Copy out every one of the rows below word for word, keeping their order and leaving none out.

---

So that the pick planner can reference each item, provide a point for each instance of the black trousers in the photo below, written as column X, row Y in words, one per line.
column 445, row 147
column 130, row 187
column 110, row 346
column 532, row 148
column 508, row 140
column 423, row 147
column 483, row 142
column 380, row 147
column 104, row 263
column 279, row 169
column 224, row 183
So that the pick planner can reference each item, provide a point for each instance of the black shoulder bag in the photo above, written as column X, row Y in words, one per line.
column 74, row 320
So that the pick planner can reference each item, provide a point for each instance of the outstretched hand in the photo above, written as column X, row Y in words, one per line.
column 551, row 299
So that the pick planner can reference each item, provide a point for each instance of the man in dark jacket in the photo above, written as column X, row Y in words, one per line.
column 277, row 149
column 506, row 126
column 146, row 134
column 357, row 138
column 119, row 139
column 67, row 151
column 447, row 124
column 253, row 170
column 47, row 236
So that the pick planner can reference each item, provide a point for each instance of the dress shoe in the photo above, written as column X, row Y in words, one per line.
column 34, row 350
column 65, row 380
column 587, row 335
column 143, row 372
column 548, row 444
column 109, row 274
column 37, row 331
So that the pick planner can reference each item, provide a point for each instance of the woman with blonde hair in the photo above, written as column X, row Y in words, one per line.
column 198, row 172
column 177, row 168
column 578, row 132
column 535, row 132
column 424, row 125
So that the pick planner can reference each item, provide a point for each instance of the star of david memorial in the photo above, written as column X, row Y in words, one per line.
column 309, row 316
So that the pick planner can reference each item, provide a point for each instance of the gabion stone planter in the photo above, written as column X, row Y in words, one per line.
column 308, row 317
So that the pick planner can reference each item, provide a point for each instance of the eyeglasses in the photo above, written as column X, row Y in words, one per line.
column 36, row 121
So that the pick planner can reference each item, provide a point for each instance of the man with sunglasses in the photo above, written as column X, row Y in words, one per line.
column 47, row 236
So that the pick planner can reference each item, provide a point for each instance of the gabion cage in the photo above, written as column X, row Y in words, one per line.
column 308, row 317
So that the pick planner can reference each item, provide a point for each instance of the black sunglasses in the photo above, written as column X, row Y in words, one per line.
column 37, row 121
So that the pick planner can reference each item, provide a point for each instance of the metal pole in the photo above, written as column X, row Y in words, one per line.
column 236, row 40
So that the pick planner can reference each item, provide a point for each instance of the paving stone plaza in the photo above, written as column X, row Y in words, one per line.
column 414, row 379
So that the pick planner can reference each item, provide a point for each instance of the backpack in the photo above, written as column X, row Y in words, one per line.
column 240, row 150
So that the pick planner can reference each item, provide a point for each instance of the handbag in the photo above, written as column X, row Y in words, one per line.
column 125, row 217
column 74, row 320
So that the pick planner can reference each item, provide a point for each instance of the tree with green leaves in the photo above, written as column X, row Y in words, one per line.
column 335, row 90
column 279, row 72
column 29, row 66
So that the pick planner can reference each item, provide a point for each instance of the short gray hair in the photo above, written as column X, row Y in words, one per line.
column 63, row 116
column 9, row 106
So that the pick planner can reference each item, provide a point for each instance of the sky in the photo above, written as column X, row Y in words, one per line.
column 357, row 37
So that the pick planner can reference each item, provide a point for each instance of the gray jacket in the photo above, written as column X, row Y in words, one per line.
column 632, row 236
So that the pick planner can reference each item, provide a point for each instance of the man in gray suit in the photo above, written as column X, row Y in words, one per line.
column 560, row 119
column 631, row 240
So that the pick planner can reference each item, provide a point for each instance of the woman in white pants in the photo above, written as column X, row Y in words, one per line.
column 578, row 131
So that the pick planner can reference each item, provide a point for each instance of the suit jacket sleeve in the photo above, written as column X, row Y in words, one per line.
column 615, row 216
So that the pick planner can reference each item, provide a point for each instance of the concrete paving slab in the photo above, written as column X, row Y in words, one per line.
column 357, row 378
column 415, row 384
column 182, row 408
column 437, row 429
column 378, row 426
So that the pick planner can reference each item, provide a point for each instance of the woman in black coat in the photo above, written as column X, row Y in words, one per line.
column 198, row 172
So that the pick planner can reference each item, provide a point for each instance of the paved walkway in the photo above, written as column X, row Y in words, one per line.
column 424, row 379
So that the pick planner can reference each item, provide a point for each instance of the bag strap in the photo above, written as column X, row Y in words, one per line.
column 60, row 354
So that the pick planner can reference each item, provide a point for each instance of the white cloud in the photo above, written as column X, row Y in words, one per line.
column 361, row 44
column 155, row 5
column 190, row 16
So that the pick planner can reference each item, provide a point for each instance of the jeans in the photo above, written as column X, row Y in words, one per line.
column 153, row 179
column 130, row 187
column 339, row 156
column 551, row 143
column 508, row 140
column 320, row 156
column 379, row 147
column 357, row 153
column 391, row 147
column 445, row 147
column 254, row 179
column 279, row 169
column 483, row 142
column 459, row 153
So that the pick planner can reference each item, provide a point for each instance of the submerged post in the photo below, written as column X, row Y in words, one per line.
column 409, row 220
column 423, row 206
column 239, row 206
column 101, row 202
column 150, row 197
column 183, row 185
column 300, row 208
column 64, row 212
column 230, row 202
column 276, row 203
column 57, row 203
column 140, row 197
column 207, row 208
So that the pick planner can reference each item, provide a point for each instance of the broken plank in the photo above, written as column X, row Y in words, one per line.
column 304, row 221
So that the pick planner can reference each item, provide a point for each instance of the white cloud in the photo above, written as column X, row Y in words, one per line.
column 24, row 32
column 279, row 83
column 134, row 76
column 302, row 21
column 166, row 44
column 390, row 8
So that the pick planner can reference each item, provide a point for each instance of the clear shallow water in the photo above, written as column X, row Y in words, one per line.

---

ANSWER TO THIS EXERCISE:
So that the pick planner can reference each item, provide a point for each instance of the black trousers in the photo below, written as column X, row Y in words, one per line.
column 445, row 147
column 130, row 187
column 110, row 346
column 532, row 148
column 508, row 140
column 423, row 147
column 483, row 142
column 380, row 147
column 104, row 263
column 279, row 169
column 224, row 183
So that the pick planner can reference each item, provide a point for each instance of the black shoulder bag in the photo above, written as column X, row Y in words, one per line.
column 74, row 320
So that the pick planner can reference each item, provide a point for each instance of the outstretched hand in the photo above, written as column X, row Y in words, one per line.
column 551, row 299
So that the pick planner can reference each item, provide a point for each instance of the man in dark jacket in the photo above, written as column X, row Y in words, one per line.
column 277, row 149
column 506, row 126
column 146, row 134
column 357, row 138
column 119, row 139
column 67, row 151
column 447, row 124
column 253, row 170
column 47, row 236
So that the pick planner can reference each item, provide a point for each instance of the dress shoe in the photo above, written as column X, row Y in words, one per line.
column 34, row 350
column 65, row 380
column 587, row 335
column 143, row 372
column 548, row 444
column 109, row 274
column 37, row 331
So that the pick planner can reference each item, provide a point for each instance of the woman with blonde hair in the photo above, written as column X, row Y in words, one per line.
column 198, row 172
column 177, row 168
column 578, row 132
column 535, row 132
column 424, row 125
So that the pick planner can reference each item, provide a point for each instance of the star of david memorial in the photo above, written as column X, row Y in words, one per line.
column 309, row 316
So that the pick planner can reference each item, provide a point for each instance of the gabion stone planter in the photo above, written as column X, row Y in words, one per line.
column 308, row 317
So that the pick planner can reference each item, provide a point for each instance of the eyeglasses in the photo above, written as column X, row Y in words, one per line.
column 36, row 121
So that the pick planner can reference each item, provide a point for each instance of the man with sunglasses in the photo above, written as column X, row Y in words, one per line.
column 47, row 236
So that the pick planner can reference each item, provide a point for each instance of the gabion cage in the photo above, written as column X, row Y in words, one per line.
column 308, row 317
So that the pick planner can reference each item, provide a point for each instance of the black sunglasses in the photo above, written as column X, row Y in words, one per line.
column 37, row 121
So that the pick planner can reference each item, provide a point for each instance of the metal pole in the photo above, written as column X, row Y in words, one per line.
column 236, row 40
So that the pick planner can reference each item, provide a point for each instance of the paving stone plaza in the photo above, written as column X, row Y in words, one per line.
column 414, row 379
So that the pick planner can reference each item, provide a point for each instance of the backpack in the photo above, written as column X, row Y in words, one per line.
column 240, row 150
So that the pick planner can reference each item, provide a point for each instance of the handbag in the photo above, written as column X, row Y in words, one per line.
column 125, row 217
column 74, row 320
So that the pick planner can reference each item, provide a point for each instance of the tree with green leaves in the photo above, written as column X, row Y in words, one per line.
column 335, row 90
column 279, row 72
column 29, row 66
So that the pick planner can reference each item, provide a point for each instance of the short gray hair in the photo above, written as column X, row Y in words, one per line.
column 63, row 116
column 9, row 106
So that the pick planner can reference each item, provide a point for each instance of the sky in the photo above, written as column X, row Y in words, one per line.
column 357, row 37
So that the pick planner can reference each item, provide a point for each instance of the gray jacket in the photo above, written as column X, row Y in words, one per line.
column 632, row 236
So that the pick planner can reference each item, provide a point for each instance of the man in gray suit in the photo above, written as column X, row Y in words, one per line.
column 560, row 119
column 631, row 240
So that the pick planner can reference each item, provide a point for each instance of the woman in white pants in the photo above, written as column X, row Y in words, one per line.
column 578, row 131
So that the pick planner can reference each item, provide a point for each instance of the suit jacket sleeve in the photo above, written as column X, row Y in words, one per line.
column 615, row 216
So that the pick planner can reference each item, provide a point for each instance of the concrete paving slab in the photo above, written as column X, row Y in words, one per line.
column 357, row 378
column 415, row 384
column 182, row 408
column 437, row 429
column 378, row 426
So that the pick planner can reference each item, provide a point for each instance of the woman in black coat in the photo above, written as column X, row Y in words, one per line.
column 198, row 172
So that the pick planner can reference each item, provide a point for each instance of the paved walkway in the photo above, written as column X, row Y in words, one per line.
column 424, row 379
So that the pick planner can reference each item, provide a point for each instance of the bag strap in the photo above, written as column X, row Y in words, one per line.
column 60, row 354
So that the pick planner can reference each item, provide a point for each instance of the white cloud in the photo above, written as column X, row Y in words, one per line.
column 361, row 44
column 155, row 5
column 190, row 16
So that the pick planner can reference each item, provide a point for each instance of the jeans in the photo above, written as column X, row Y in words, one per line.
column 153, row 179
column 130, row 187
column 339, row 156
column 551, row 143
column 508, row 140
column 320, row 156
column 379, row 147
column 357, row 153
column 391, row 147
column 445, row 147
column 254, row 179
column 279, row 169
column 483, row 142
column 459, row 153
So that the pick planner can reference each item, provide a point for each instance of the submerged post in the photo below, written as column X, row Y in words, one per line.
column 409, row 220
column 423, row 206
column 239, row 206
column 101, row 202
column 150, row 197
column 183, row 185
column 300, row 208
column 64, row 212
column 230, row 202
column 276, row 203
column 57, row 203
column 140, row 197
column 207, row 208
So that the pick planner can reference each item, provide a point for each instance of the broken plank in the photo above, written as column X, row Y in words, one per line.
column 304, row 221
So that the pick planner can reference each item, provide a point for each instance of the white cloud in the photo above, written as column X, row Y in words, one per line.
column 24, row 32
column 279, row 83
column 134, row 76
column 302, row 21
column 166, row 44
column 390, row 8
So that the pick planner can reference each item, provide a point for each instance of the clear shallow water in the photo above, written as column X, row Y in words, one per line.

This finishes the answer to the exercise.